• [Input records]
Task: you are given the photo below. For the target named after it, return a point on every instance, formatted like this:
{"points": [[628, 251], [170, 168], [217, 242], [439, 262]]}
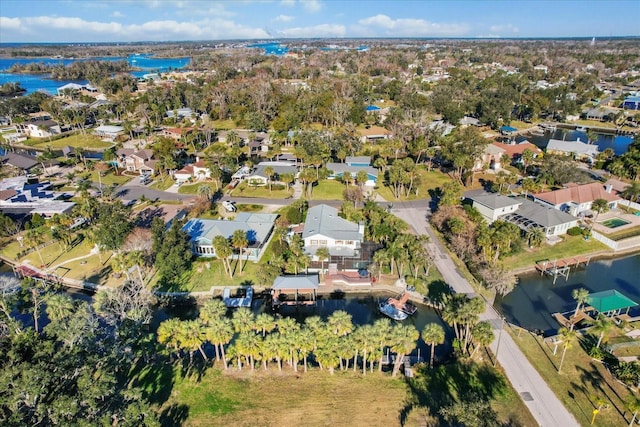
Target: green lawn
{"points": [[243, 190], [110, 178], [570, 246], [328, 189], [162, 182], [223, 124], [90, 142], [429, 180], [581, 382]]}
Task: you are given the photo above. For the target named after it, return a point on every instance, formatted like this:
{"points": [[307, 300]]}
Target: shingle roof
{"points": [[543, 215], [578, 194], [494, 200], [324, 220]]}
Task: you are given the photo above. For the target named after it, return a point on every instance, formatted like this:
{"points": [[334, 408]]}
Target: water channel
{"points": [[535, 297]]}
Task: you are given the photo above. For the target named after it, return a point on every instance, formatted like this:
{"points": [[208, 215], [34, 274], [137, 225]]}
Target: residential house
{"points": [[514, 151], [491, 157], [353, 165], [19, 196], [141, 161], [108, 132], [257, 226], [324, 228], [493, 205], [372, 134], [259, 176], [577, 199], [40, 128], [576, 148]]}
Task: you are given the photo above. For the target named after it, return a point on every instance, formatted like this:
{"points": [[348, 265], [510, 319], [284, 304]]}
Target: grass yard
{"points": [[429, 180], [243, 190], [162, 182], [89, 142], [328, 189], [570, 246], [223, 124], [110, 178], [581, 382]]}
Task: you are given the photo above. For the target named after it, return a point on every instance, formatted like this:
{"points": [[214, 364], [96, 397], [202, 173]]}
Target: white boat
{"points": [[389, 310]]}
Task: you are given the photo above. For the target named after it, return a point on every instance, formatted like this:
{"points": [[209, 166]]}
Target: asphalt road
{"points": [[543, 404]]}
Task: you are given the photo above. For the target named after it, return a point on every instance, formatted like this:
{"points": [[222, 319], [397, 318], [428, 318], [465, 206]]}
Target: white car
{"points": [[229, 206]]}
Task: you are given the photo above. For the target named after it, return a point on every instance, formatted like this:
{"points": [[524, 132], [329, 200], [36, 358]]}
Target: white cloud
{"points": [[501, 29], [407, 27], [311, 5], [322, 30], [60, 29], [283, 18]]}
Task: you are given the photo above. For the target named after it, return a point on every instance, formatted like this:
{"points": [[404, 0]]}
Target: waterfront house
{"points": [[576, 199], [108, 132], [324, 228], [371, 134], [493, 205], [141, 161], [257, 226], [575, 148], [259, 176]]}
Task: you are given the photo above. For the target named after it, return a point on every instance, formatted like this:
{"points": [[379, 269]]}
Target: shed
{"points": [[610, 301]]}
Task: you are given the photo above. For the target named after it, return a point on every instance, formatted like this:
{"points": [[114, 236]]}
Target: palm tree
{"points": [[482, 333], [323, 254], [240, 242], [600, 206], [223, 252], [265, 323], [433, 334], [568, 336], [633, 404], [212, 310], [581, 296], [403, 341], [340, 323], [169, 334], [603, 325], [59, 306]]}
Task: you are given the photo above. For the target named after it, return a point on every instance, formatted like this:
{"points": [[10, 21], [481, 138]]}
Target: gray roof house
{"points": [[531, 214], [324, 228], [338, 169], [257, 226], [578, 148], [493, 205]]}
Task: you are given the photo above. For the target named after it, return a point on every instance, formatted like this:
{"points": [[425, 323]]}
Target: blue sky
{"points": [[171, 20]]}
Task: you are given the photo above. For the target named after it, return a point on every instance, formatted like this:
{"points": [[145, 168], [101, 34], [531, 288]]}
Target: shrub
{"points": [[574, 231]]}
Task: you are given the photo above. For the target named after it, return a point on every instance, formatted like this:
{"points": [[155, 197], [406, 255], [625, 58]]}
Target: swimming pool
{"points": [[615, 222]]}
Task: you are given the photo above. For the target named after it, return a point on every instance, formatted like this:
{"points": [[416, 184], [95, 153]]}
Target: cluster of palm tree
{"points": [[247, 340], [463, 314]]}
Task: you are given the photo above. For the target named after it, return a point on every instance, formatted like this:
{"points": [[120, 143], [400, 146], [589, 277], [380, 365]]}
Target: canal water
{"points": [[362, 307], [535, 298], [619, 143]]}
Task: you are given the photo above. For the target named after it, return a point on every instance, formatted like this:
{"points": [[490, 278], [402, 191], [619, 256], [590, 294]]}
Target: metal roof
{"points": [[296, 282], [610, 300], [324, 220]]}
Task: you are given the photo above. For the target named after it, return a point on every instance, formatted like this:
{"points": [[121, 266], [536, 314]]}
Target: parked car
{"points": [[229, 206]]}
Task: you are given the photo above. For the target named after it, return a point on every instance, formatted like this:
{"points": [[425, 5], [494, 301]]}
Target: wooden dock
{"points": [[561, 267]]}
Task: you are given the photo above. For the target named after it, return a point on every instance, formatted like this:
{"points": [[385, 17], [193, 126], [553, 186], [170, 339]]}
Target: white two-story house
{"points": [[324, 228]]}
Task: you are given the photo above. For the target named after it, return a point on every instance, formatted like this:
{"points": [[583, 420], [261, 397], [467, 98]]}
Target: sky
{"points": [[177, 20]]}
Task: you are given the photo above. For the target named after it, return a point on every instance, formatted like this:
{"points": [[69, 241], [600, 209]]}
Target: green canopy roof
{"points": [[609, 301]]}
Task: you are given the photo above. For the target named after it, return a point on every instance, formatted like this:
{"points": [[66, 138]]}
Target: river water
{"points": [[535, 298], [34, 82]]}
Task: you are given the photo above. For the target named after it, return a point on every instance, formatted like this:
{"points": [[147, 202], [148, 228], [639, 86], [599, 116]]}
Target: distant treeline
{"points": [[81, 70]]}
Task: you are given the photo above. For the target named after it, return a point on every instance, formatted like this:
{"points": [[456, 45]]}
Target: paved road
{"points": [[543, 404]]}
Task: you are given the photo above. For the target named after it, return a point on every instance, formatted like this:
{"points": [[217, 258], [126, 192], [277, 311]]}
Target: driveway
{"points": [[543, 404]]}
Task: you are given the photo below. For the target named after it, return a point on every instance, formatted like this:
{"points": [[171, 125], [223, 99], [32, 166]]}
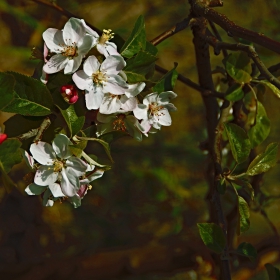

• [Description of the task] Each record above should be retyped exactly, with no pictures carried over.

• [Result for this exercise]
Task: you are given the photo below. For the target named after it, return a point on every instance, formatted like this:
{"points": [[628, 251], [170, 168], [217, 242], [439, 262]]}
Target: green lawn
{"points": [[243, 190], [110, 178], [570, 246], [328, 189], [162, 182], [223, 124], [90, 142], [429, 180], [581, 382]]}
Task: you are given the photo above. For the target named after it, return a point on every instance, formatted like this:
{"points": [[307, 300]]}
Target: shingle roof
{"points": [[543, 215], [578, 194], [494, 200], [324, 220]]}
Task: you are given the photo above. For the target named after it, return a point on every instance, formatted like this:
{"points": [[334, 408]]}
Target: water channel
{"points": [[535, 297]]}
Task: you are given the photo above. For the target named after it, return a point on every instance, formatted like this:
{"points": [[208, 215], [34, 274], [137, 225]]}
Target: residential house
{"points": [[514, 151], [491, 157], [353, 165], [19, 196], [141, 161], [108, 132], [257, 226], [324, 228], [493, 205], [372, 134], [259, 176], [577, 199], [40, 128], [576, 148]]}
Task: you are given the photo above. For the target named after it, return a point on every instance, formatted like this:
{"points": [[348, 265], [510, 319], [284, 304]]}
Target: grass yard
{"points": [[429, 180], [243, 190], [162, 182], [89, 142], [328, 189], [570, 246], [223, 124], [110, 178], [581, 382]]}
Task: you are given the photo above. For the target named after it, return a point on every instance, formatted like this:
{"points": [[214, 364], [96, 397], [202, 173]]}
Target: white boat
{"points": [[389, 310]]}
Task: you are given the photo above. For the target named after it, return a point on every instance, formatted like this:
{"points": [[209, 166]]}
Target: asphalt road
{"points": [[543, 404]]}
Task: you are given the photo above. For the target named after it, return a point on every instance, formatted like this:
{"points": [[222, 319], [397, 318], [428, 318], [465, 206]]}
Target: white car
{"points": [[229, 206]]}
Task: you are given the photo above. For the target named after it, return a point on every instance, formatted like this:
{"points": [[524, 132], [329, 200], [36, 358]]}
Target: white cloud
{"points": [[501, 29], [407, 27], [311, 5], [322, 30], [60, 29], [283, 18]]}
Task: you are given the photo above. For the target named after it, return a point on every instance, formatted like this:
{"points": [[404, 0]]}
Target: waterfront house
{"points": [[576, 199], [108, 132], [324, 228], [371, 134], [493, 205], [141, 161], [257, 226], [575, 148], [259, 176]]}
Task: you are given the photo above. For the target named after it, return a point on every instance, formatted like this:
{"points": [[379, 269]]}
Target: shed
{"points": [[610, 301]]}
Task: you are given the photo above. For the target named after it, return a point on every instance, formatted like this:
{"points": [[114, 236]]}
Target: palm tree
{"points": [[482, 333], [323, 254], [240, 242], [600, 206], [223, 252], [265, 323], [433, 334], [568, 336], [633, 404], [212, 310], [581, 296], [403, 341], [340, 323], [169, 334], [603, 325], [59, 306]]}
Task: you are given the photo above. For the target named after it, return a point on every instance, formatted like this:
{"points": [[10, 21], [481, 138]]}
Target: gray roof house
{"points": [[531, 214], [324, 228], [338, 169], [257, 226], [578, 148], [493, 205]]}
Task: you are given the photo above. For the target named after it, return a point on every instance, formatted like this:
{"points": [[425, 323]]}
Target: blue sky
{"points": [[171, 20]]}
Task: you are given the photo above. For the target named after it, return a point on every instance, formatted like this:
{"points": [[145, 168], [101, 34], [531, 288]]}
Target: shrub
{"points": [[574, 231]]}
Task: you are given the photo above. For the target named after it, return a point on every instance, formatted like this:
{"points": [[155, 197], [406, 255], [625, 58]]}
Target: swimming pool
{"points": [[615, 222]]}
Task: you are given the photo above. For the target named after it, return a point on every instance, formatted like this:
{"points": [[416, 184], [95, 153]]}
Target: cluster of palm tree
{"points": [[247, 340], [463, 314]]}
Task: you are given the photo above. For the target named after it, return a point on every instance, formatted like this:
{"points": [[120, 143], [400, 146], [589, 277], [380, 365]]}
Target: canal water
{"points": [[362, 307], [535, 298], [619, 143]]}
Task: you are given the photo above. For the target named after it, return a point on every instance, formatted like this:
{"points": [[490, 278], [402, 191], [619, 256], [590, 294]]}
Target: metal roof
{"points": [[296, 282], [610, 300], [324, 220]]}
Task: you are given the photo above. For the target named after it, return a point on every instance, formatted like this:
{"points": [[121, 266], [536, 314]]}
Target: parked car
{"points": [[229, 206]]}
Task: you are given the photo above. For the target named after it, return a point on every instance, formatted like this:
{"points": [[425, 5], [494, 301]]}
Target: wooden dock
{"points": [[561, 267]]}
Task: you are given the photo above. For the target named after it, return a point on every instance, formatted like this:
{"points": [[385, 17], [193, 126], [553, 186], [170, 339]]}
Target: white two-story house
{"points": [[324, 228]]}
Task: you are given the photo above. For the target named after it, return a point on every instance, formatted like this:
{"points": [[583, 420], [261, 397], [467, 98]]}
Target: sky
{"points": [[177, 20]]}
Task: you are given the photo above. For the target named after it, return a point on every instance, formatted like this:
{"points": [[69, 241], [600, 209]]}
Target: green canopy roof
{"points": [[609, 301]]}
Task: you are given the photo above. For the target named after it, return a point on every instance, formatted like this:
{"points": [[66, 138]]}
Target: river water
{"points": [[535, 298], [34, 82]]}
Task: you are given the photo above. For the target named after it, return a point on every instance, formatted like this:
{"points": [[147, 202], [148, 228], [639, 86], [599, 116]]}
Target: distant treeline
{"points": [[81, 70]]}
Task: you are given the photo above. For the target named after it, return a point on every instance, formatted like this:
{"points": [[456, 45]]}
Target: paved road
{"points": [[543, 404]]}
Task: you are given the photo above. For the target named after it, return a point on every instance, formatted like this:
{"points": [[217, 258], [126, 192], [277, 311]]}
Target: driveway
{"points": [[543, 404]]}
Task: you are given the photo below. For the target named after it, return a point on every instance, formatted like this:
{"points": [[171, 125], [223, 99], [32, 166]]}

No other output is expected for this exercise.